Yet, my experience isn’t entirely unusual. After two years of experimenting with Internet services that allow everyday individuals to sell their cars, houses, and things — the so-called “sharing economy” — I’ve become accustomed to getting a face full of the sellers’ hopes, fears and quirks. Between services rendered and cash exchanged, friendships are forged, awkwardness is experienced, and memories are made.

Before the Industrial Revolution uprooted us from our small-town community roots, I imagine most business transactions included a side of humanity. Modern-day business sterilize transactions of the personal element. Human resource departments have hollowed out their employees, leaving little more than a pleasantly smiling husk of a person.

South By Southwest By The Sharing Economy

Every March, over 25,000 technology enthusiasts cram into the moderately sized metro of downtown Austin for the annual tech pilgrimage, South By Southwest Interactive. Hotels are sold out six months in advance, and every public service is bleeding out their windows with demand.

You’d have an easier time catching a cab stumbling naked and drunk down Times Square on New Years Eve than hailing a taxi during SXSW.

At 4 a.m., after the final after parties had simmered down, the only shot I had at making it back to my bed before I had to wake up the next morning was Uber, the popular smartphone taxi application that had contracted with independent pedicabers during SXSW, to usher sleepy technologists to and fro downtown Austin.

I did not, however, foresee the torrential downpour halfway though my trip that instantly saturated my clothes to my frigid bone. No longer able to stand the sharp icicles falling from the sky, yet still needing to finish the ride, our courtesy pedicab driver took a pit stop at Pediacab HQ to pick up his car and stow his bike.

Pedicab headquarters is like the second-class deck of the Titanic, a dimly lit haven where free-spirited tattooed servicemen party their blue collars off to loud music, an abundance of cheap beer, and liberally available recreational drugs.

“I got jungle juice for sale! It’s strong,” yelled a muscular African American man in his mid-thirties, who backed up a truck full of tortellini and cheap liquor, during what appeared to be his nightly run to the breaking pedicabers. Passing off a blunt, a line forms to offer him wads of crumpled dollar bills in exchange for a styrofoam box filled to the brim with cheap, delicious carby goodness.

“They just aren’t cut out for straightforward jobs,” explains my pedicab driver, about his uniform-less colleagues. “I had a regular sort of office job,” he adds. But, pedicabbing “filled a niche that I didn’t even knew existed.”

**TO DO**
Please repeat the sharing-economy passage starting at "Yet, my experience" and ending at "of a person.", changing "transactions" to "deals".

**COLLECTED MATERIAL**
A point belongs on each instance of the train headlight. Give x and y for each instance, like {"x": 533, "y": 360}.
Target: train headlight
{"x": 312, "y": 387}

**ANSWER FOR THIS EXERCISE**
Yet, my experience isn’t entirely unusual. After two years of experimenting with Internet services that allow everyday individuals to sell their cars, houses, and things — the so-called “sharing economy” — I’ve become accustomed to getting a face full of the sellers’ hopes, fears and quirks. Between services rendered and cash exchanged, friendships are forged, awkwardness is experienced, and memories are made.

Before the Industrial Revolution uprooted us from our small-town community roots, I imagine most business deals included a side of humanity. Modern-day business sterilize deals of the personal element. Human resource departments have hollowed out their employees, leaving little more than a pleasantly smiling husk of a person.